◆ Teks yang Ditampilkan ◆
Ghirah Politik NU akar rumput Jelang Pilpres 2024
Oleh: KH. Anies Maftuhin
TRIBUNNEWS.COM - Gonjang ganjing perang dingin antara PBNU dan PKB kian riuh. Saling lempar statement dan isu terkait "keberpolitikan" NU, baik sebagai jamaah maupun Jam'iyyah pun bertebaran di media massa dan media sosial.
Realitas perang dingin antara NU sabagai Jam'iyyah dan PKB "gerbang politik" jamaah NU pasca muktamar Lampung ini layak untuk disoroti secara cermat agar dinamika ini cepat terurai, sehingga Jam'iyyah dan jamaah NU bisa segera berkontribusi maksimal bagi kemaslahatan bangsa dan negara.
Adalah fakta bahwa mayoritas jamaah NU atau kaum nahdhiyyin di akar rumput masih mempercayai PKB sabagai kendaraan politik jamaah NU. Bahkan, secara struktural pun pengurus cabang NU di berbagai daerah masih ingin menunjukkan antusiasme mereka pada PKB dengan memberikan dukungan kepada Gus Muhaimin Iskandar untuk menjadi capres 2024.
Sejauh pengamatan saya, situasi serupa tak hanya nampak di Jawa Timur yang merupakan basis PKB, namun juga di daerah daerah lain. Pun, struktural struktural NU di luar Jawa pun punya ghirah yang sama ; memilki calon presiden --bukan wapres-- sendiri dari tubuh NU.
Namun sayang, ghirah yang kuat itu saat ini serasa seperti mendapat intervensi dari PBNU agar tak membesar dan menguat. Dipanggilnya beberapa pengurus PCNU oleh PBNU terkait kegiatan deklarasi dukungan kepada Gus Muhaimin sebagai capres 2024 adalah bukti tekanan "politis" tersebut.
Secara organisasi, mungkin tak salah bila Gus Yahya (GY) mengambil kebijakan tersebut. Namun, secara sosial politik, kebijakan itu menurut hemat penulis justru terlihat sebagai tindakan melawan arus dan nurani kaum nahdhiyyin yang ingin menyatukan aspirasi politiknya agar lebih optimal di panggung berbangsa dan bernegara.
Masuknya representasi partai partai politik selain PKB di kepengurusan PBNU juga menjadi soal tersendiri bagi akar rumput nahdhiyyin, baik struktural maupun kultural. Pasalnya, kondisi tersebut akan menjadi salah satu penyebab apirasi politik warga nahdhiyyin terpolarisasi dan bias dengan aneka kepentingan yang tak bisa dijamin keberpihakannya pada falsafah politik NU.

[Entri pelabelan segmentasi]

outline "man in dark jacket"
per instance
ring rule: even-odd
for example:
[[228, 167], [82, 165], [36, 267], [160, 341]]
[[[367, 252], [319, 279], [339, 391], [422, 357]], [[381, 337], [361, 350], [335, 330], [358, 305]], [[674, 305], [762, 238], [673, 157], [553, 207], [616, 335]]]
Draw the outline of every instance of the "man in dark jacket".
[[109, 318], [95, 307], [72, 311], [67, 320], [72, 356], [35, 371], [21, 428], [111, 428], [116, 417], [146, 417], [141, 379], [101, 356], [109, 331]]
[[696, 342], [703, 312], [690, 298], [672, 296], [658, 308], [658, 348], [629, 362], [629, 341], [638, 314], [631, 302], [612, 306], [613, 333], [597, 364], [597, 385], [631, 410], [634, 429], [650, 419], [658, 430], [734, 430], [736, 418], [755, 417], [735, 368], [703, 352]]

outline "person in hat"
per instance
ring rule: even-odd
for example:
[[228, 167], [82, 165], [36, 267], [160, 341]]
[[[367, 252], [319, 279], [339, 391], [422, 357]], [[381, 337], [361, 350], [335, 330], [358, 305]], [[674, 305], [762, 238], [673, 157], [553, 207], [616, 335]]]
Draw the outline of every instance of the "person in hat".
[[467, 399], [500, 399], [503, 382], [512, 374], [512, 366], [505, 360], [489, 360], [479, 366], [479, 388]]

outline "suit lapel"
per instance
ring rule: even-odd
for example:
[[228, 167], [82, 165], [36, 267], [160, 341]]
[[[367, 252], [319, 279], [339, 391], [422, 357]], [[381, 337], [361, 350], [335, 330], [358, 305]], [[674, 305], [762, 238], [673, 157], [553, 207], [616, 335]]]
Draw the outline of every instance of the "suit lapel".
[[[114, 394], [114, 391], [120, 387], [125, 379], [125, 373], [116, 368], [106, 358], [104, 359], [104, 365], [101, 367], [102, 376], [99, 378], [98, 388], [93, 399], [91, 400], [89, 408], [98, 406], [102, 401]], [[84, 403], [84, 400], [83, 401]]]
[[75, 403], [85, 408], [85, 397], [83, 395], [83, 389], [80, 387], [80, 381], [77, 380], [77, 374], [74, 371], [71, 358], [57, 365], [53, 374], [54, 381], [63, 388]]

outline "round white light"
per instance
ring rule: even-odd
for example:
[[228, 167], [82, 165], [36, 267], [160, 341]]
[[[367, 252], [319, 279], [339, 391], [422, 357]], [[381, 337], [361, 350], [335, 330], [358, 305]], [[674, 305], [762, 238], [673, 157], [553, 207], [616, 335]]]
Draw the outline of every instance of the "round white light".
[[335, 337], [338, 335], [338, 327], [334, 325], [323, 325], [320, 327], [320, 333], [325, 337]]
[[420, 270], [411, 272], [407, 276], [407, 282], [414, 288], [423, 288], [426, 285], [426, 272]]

◆ Tujuan Latihan ◆
Salin bagian teks tentang ghirah politik NU menjelang Pilpres 2024 dari "Sejauh pengamatan saya, situasi" sampai "dari tubuh NU.".

◆ Jawaban Latihan ◆
Sejauh pengamatan saya, situasi serupa tak hanya nampak di Jawa Timur yang merupakan basis PKB, namun juga di daerah daerah lain. Pun, struktural struktural NU di luar Jawa pun punya ghirah yang sama ; memilki calon presiden --bukan wapres-- sendiri dari tubuh NU.